Centrale nucléaire de nuit
27 juin 2022
Média et télécoms

Face à un parc nucléaire vieillissant et aux enjeux écologiques, la filière nucléaire est au cœur d’immenses investissements innovants en France. Pour de nombreux pays, l’énergie nucléaire apparaît comme une alternative incontournable aux énergies fossiles.

Ces volontés de changements et d’engagements ont été renforcées suite à la réélection de Monsieur Macron qui souhaite comme objectif premier de faire émerger en France les petits réacteurs modulaires (Small Modular Reactor, SMR, en anglais ). Ils sont en principe plus sûrs, plus rapides et moins chers à construire que les réacteurs nucléaires classiques. Mais qu’en est-il réellement ? 

Qu’est-ce qu’un petit réacteur modulaire  ? 

Par SMR, on entend une famille de réacteurs nucléaires sous forme de modules qui peuvent directement être installés sur site. Ils peuvent être simplement des versions simplifiées des réacteurs existants ou encore utiliser des technologies entièrement nouvelles. Leur point commun reste l’utilisation de la fission nucléaire (libération d’une grande quantité d’énergie suite à la division d’un noyau d’atome).
========
**CONSIGNE:**
Dans l'extrait ci-dessus sur les petits réacteurs modulaires, relevez s'il vous plaît tous les avantages que ces réacteurs sont censés avoir par rapport aux réacteurs nucléaires classiques.
========
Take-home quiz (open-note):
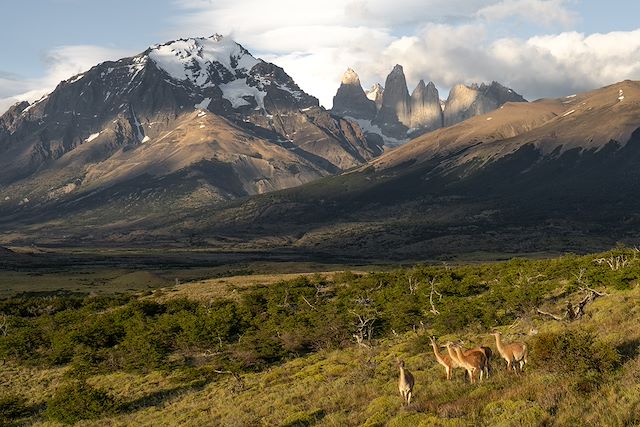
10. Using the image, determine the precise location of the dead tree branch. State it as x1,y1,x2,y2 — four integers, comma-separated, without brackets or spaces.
302,295,318,311
593,255,629,271
409,276,419,295
429,277,442,314
350,310,377,348
537,287,608,322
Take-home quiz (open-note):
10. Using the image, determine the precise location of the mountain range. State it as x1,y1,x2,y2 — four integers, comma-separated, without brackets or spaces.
0,36,640,259
331,65,527,147
0,35,382,217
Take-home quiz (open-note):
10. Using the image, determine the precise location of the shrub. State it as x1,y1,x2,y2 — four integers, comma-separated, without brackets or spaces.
45,381,117,424
532,331,620,391
0,394,29,425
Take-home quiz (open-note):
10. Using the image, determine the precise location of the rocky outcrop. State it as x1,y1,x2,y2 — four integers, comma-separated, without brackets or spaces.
411,80,443,132
331,68,377,120
444,82,526,126
0,36,381,215
365,83,384,110
375,65,411,134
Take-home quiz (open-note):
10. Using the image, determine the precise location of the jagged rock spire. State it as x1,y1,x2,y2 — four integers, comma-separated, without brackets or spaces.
411,80,443,131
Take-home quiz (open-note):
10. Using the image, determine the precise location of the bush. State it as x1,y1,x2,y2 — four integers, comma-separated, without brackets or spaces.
0,394,29,425
532,331,620,392
45,381,117,424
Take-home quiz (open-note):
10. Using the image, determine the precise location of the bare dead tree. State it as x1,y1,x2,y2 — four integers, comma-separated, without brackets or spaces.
536,287,608,322
573,268,587,285
301,295,318,311
0,314,9,337
593,255,629,271
350,310,377,348
409,276,419,295
429,277,442,314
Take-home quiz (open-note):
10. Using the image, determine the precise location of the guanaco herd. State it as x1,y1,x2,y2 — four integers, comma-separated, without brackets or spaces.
398,332,529,405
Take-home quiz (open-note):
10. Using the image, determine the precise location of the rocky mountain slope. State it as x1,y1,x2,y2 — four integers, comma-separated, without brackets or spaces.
332,65,526,146
0,35,381,214
0,56,640,259
171,81,640,259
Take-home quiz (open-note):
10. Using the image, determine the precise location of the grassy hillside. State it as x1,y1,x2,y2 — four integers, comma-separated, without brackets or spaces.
0,248,640,426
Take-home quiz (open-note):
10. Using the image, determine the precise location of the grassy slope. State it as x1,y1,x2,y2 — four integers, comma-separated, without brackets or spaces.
0,252,640,426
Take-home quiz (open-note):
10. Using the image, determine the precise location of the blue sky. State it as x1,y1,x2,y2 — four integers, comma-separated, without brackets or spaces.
0,0,640,110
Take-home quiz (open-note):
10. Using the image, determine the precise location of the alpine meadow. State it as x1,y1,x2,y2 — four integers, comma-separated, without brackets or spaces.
0,0,640,427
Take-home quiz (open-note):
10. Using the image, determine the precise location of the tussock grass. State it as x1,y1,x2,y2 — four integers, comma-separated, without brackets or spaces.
0,249,640,427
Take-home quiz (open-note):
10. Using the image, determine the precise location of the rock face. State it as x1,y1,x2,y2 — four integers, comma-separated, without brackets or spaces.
375,65,411,135
0,35,382,216
332,68,377,120
333,65,526,146
411,80,443,132
444,82,526,126
366,83,384,111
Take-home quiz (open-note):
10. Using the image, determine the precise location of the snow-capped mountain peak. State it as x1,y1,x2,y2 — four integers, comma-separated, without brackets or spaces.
148,34,262,87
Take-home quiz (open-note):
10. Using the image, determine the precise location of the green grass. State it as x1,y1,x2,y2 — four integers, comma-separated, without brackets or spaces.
0,249,640,426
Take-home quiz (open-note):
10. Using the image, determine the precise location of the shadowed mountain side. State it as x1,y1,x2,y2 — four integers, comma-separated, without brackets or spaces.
1,81,640,259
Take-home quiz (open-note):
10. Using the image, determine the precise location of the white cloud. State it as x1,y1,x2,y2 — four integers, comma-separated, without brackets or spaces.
0,0,640,115
165,0,600,107
476,0,578,27
0,45,132,114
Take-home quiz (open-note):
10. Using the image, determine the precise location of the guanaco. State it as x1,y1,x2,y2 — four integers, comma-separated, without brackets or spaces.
491,332,529,374
398,360,415,405
462,346,493,378
453,344,487,384
445,341,486,384
430,337,462,381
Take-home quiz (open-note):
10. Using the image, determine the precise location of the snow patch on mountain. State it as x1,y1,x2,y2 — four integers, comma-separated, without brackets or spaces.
219,79,267,109
149,35,260,87
84,132,100,142
193,98,211,110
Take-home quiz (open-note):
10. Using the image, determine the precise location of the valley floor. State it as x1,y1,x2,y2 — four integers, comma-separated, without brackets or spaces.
0,250,640,426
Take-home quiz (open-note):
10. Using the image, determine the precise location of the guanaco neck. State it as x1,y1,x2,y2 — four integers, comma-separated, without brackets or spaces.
454,347,472,369
400,366,407,382
446,344,460,364
431,341,448,366
494,334,506,356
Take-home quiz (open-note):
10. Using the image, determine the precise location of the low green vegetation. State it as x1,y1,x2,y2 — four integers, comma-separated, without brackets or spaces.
0,248,640,426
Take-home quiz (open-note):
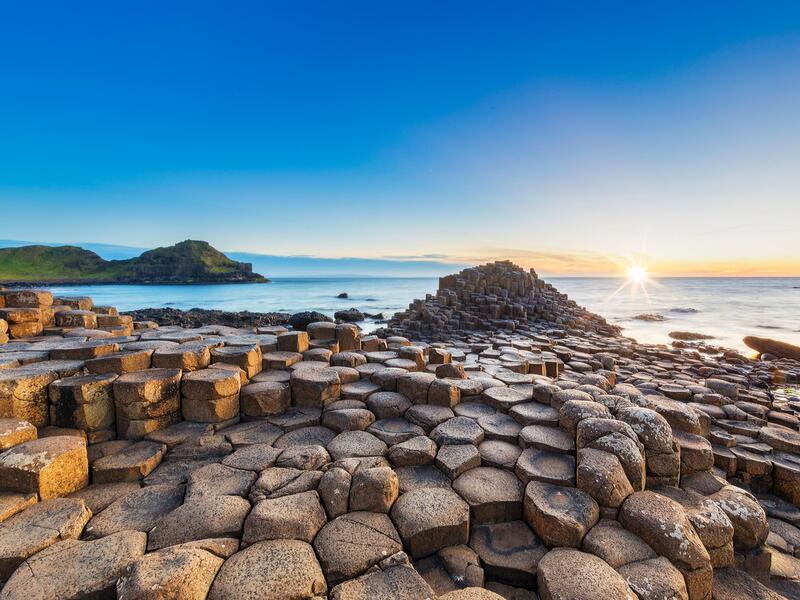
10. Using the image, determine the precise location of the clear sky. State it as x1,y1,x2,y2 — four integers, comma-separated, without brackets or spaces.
0,0,800,275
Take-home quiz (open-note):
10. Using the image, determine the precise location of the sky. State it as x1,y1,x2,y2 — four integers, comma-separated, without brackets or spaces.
0,0,800,276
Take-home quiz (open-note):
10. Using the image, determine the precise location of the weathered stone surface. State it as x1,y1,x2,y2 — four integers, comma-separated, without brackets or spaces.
314,512,403,585
576,448,633,508
0,436,89,500
247,491,327,545
0,498,92,580
208,540,328,600
147,496,250,550
453,467,525,525
524,481,600,548
537,548,636,600
469,521,547,587
581,519,656,570
84,485,183,539
327,431,387,460
2,531,147,600
117,546,224,600
391,488,470,558
619,556,692,600
0,418,37,451
349,467,400,513
186,462,256,501
92,440,167,483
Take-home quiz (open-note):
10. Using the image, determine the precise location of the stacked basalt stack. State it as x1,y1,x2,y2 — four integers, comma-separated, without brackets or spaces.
0,274,800,600
386,261,619,340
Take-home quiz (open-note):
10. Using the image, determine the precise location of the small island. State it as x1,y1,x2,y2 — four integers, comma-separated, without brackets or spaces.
0,240,269,285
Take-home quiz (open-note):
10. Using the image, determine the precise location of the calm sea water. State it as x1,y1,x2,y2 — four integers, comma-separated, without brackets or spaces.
47,277,800,350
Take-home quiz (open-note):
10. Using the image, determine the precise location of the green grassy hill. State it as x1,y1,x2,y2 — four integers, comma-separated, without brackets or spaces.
0,240,268,284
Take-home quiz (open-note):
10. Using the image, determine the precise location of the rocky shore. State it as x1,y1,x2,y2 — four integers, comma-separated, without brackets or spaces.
0,262,800,600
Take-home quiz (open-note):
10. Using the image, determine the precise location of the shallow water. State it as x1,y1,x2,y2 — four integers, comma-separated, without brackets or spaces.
47,277,800,351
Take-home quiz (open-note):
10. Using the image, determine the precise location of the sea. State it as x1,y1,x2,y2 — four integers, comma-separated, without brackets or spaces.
45,277,800,353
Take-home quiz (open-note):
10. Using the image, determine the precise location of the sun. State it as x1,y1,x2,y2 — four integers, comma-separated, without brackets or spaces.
628,265,647,283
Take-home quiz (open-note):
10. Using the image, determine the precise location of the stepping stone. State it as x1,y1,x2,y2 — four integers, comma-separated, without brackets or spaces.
326,431,387,460
582,519,656,570
225,421,283,448
478,440,522,471
69,481,140,515
405,404,455,433
117,546,224,600
758,426,800,454
453,402,497,421
181,369,241,401
49,373,117,437
453,467,525,525
92,440,167,483
290,368,342,408
86,350,153,375
0,498,92,580
0,492,38,523
84,485,183,539
147,496,250,551
469,521,547,587
322,405,375,433
431,417,484,446
239,381,292,417
242,491,327,546
3,531,147,600
575,448,633,508
618,556,692,600
514,448,575,487
314,512,403,585
391,488,469,558
536,548,637,600
328,564,434,600
619,491,712,598
367,413,425,446
436,444,481,479
342,382,381,402
186,463,256,501
273,425,336,451
114,369,181,439
525,481,600,548
395,465,452,494
275,446,331,471
478,413,522,445
519,425,575,454
211,344,263,379
208,540,328,600
0,363,58,427
151,342,211,373
349,467,400,513
222,444,282,472
388,435,436,467
481,387,531,413
317,467,352,519
0,418,36,451
367,392,410,425
0,436,89,500
250,467,322,503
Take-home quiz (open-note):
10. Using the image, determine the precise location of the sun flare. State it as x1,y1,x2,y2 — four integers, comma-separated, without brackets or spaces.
628,265,647,283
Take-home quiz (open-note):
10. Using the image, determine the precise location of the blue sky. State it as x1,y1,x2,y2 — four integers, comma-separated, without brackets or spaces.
0,1,800,274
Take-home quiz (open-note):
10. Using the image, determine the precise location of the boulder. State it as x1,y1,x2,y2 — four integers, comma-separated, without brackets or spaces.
208,540,328,600
391,488,470,558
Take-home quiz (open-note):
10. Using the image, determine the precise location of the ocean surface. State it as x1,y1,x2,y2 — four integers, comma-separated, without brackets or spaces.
45,277,800,352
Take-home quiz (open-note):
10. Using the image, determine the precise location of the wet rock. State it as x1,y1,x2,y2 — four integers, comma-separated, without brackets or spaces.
537,548,636,600
208,540,328,600
391,488,470,558
2,531,147,600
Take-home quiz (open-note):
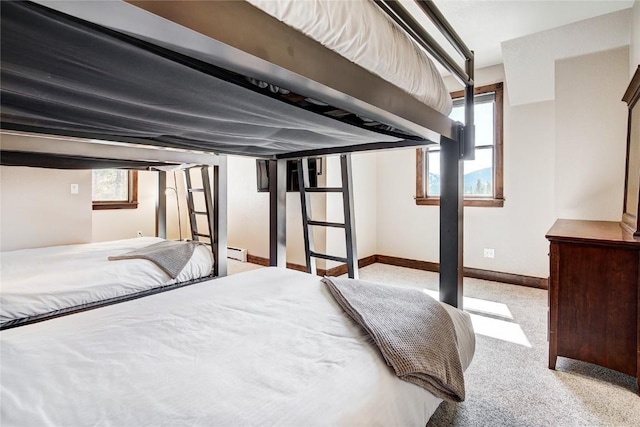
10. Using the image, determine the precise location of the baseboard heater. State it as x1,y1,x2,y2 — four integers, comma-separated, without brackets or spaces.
227,246,247,262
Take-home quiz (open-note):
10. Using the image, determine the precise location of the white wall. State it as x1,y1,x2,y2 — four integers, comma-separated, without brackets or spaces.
378,65,554,277
556,48,629,221
377,48,628,277
0,166,91,251
228,154,377,268
629,0,640,78
227,156,326,268
92,171,170,242
327,153,378,268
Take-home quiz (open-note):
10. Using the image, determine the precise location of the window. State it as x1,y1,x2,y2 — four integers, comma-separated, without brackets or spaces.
416,83,504,207
91,169,138,210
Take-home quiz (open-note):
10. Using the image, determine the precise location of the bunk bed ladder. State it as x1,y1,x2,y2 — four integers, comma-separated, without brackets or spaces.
184,166,215,246
298,154,358,279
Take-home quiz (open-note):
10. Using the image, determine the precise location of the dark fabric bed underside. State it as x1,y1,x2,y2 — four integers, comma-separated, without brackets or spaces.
0,150,178,170
1,2,416,156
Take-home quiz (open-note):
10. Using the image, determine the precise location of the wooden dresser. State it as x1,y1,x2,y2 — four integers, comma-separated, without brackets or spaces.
546,219,640,388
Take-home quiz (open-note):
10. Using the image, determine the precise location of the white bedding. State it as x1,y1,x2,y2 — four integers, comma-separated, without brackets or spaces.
0,237,213,325
0,268,475,427
247,0,452,115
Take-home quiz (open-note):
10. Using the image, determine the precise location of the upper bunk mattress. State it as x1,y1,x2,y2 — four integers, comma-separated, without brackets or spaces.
0,237,213,327
0,1,457,157
246,0,452,115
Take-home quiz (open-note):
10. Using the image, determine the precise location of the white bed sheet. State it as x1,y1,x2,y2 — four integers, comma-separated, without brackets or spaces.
0,237,213,325
0,268,475,427
247,0,452,115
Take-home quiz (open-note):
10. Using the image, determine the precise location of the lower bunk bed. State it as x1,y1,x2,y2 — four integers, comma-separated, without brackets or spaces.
0,268,475,426
0,237,214,329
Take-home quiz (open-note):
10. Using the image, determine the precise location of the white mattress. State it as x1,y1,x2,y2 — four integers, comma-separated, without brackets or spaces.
247,0,452,115
0,268,475,427
0,237,213,325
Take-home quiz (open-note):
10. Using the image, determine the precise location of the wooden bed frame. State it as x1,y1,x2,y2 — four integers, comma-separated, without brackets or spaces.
1,0,474,307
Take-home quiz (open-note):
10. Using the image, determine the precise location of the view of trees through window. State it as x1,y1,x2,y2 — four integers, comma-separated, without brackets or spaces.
427,93,495,197
91,169,129,202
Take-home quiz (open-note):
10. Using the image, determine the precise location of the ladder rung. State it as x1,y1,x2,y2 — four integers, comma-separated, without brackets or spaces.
304,187,344,193
307,220,346,228
309,252,349,264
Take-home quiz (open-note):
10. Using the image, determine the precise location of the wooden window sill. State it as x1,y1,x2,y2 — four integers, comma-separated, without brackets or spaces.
415,197,504,208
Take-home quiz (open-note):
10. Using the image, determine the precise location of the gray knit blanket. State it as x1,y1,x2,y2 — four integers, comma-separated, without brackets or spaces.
109,240,202,279
323,277,465,402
========
**CORRIGÉ:**
- plus sûrs
- plus rapides à construire
- moins chers à construire